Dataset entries
- - - - -
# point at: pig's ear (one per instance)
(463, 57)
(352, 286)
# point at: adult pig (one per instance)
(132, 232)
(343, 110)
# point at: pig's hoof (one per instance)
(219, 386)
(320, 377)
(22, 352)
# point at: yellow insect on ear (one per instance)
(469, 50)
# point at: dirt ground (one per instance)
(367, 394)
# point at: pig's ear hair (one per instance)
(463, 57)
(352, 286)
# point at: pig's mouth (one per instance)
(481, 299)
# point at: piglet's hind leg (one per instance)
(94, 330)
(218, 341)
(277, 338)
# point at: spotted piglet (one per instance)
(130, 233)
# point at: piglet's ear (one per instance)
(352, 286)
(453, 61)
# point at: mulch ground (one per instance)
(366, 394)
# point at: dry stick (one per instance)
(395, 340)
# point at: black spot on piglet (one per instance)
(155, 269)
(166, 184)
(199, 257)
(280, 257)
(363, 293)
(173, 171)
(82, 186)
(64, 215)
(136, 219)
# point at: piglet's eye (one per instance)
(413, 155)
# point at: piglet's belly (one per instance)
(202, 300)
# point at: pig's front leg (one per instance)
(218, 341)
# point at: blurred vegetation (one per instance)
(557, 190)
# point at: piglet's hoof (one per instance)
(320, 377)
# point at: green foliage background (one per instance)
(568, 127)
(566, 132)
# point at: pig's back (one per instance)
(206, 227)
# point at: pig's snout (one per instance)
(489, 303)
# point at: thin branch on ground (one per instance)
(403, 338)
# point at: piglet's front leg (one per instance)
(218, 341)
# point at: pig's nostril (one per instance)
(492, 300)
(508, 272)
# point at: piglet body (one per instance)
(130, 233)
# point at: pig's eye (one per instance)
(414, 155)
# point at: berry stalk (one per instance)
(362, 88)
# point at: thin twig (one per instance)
- - - - -
Every line above is to be transcribed exactly, with nothing missed.

Finished task
# point at: pig's ear (one per instance)
(463, 57)
(352, 286)
# point at: adult pig (one per instance)
(132, 232)
(343, 110)
# point at: pig's hoof (one per instance)
(219, 386)
(320, 377)
(22, 352)
# point at: yellow insect on ear (one per instance)
(469, 50)
# point at: dirt ground (one per instance)
(367, 394)
# point at: pig's ear hair (one per instance)
(463, 57)
(352, 286)
# point at: pig's mouth (one per instance)
(481, 299)
# point at: piglet's hind leg (one per instance)
(94, 330)
(218, 341)
(277, 338)
# point at: spotted piglet (one per instance)
(130, 233)
# point at: piglet's ear (one per instance)
(352, 286)
(453, 61)
# point at: mulch ground (one per instance)
(366, 394)
# point at: dry stick (one per instance)
(395, 340)
# point at: black spot on piglet (one per instance)
(155, 269)
(166, 184)
(199, 257)
(280, 257)
(363, 293)
(173, 171)
(82, 186)
(64, 215)
(136, 219)
# point at: piglet's eye (one per instance)
(413, 155)
# point at: piglet's belly (one per instance)
(202, 300)
# point at: pig's front leg (one per instance)
(218, 341)
# point at: blurred vegetation (one per instance)
(557, 190)
# point at: piglet's hoof (one per instance)
(320, 377)
# point at: green foliage background (one per instance)
(568, 127)
(566, 132)
# point at: pig's back (one per instance)
(206, 227)
# point at: pig's snout (one per instance)
(489, 303)
# point at: thin branch on ground (one per instance)
(403, 338)
# point at: piglet's front leg (one per instance)
(218, 341)
# point at: pig's nostril (one per instance)
(492, 300)
(508, 272)
# point at: piglet body (one per instance)
(130, 233)
# point at: pig's eye (one per instance)
(414, 155)
# point at: berry stalk (one per instance)
(362, 88)
# point at: thin twig (one per instance)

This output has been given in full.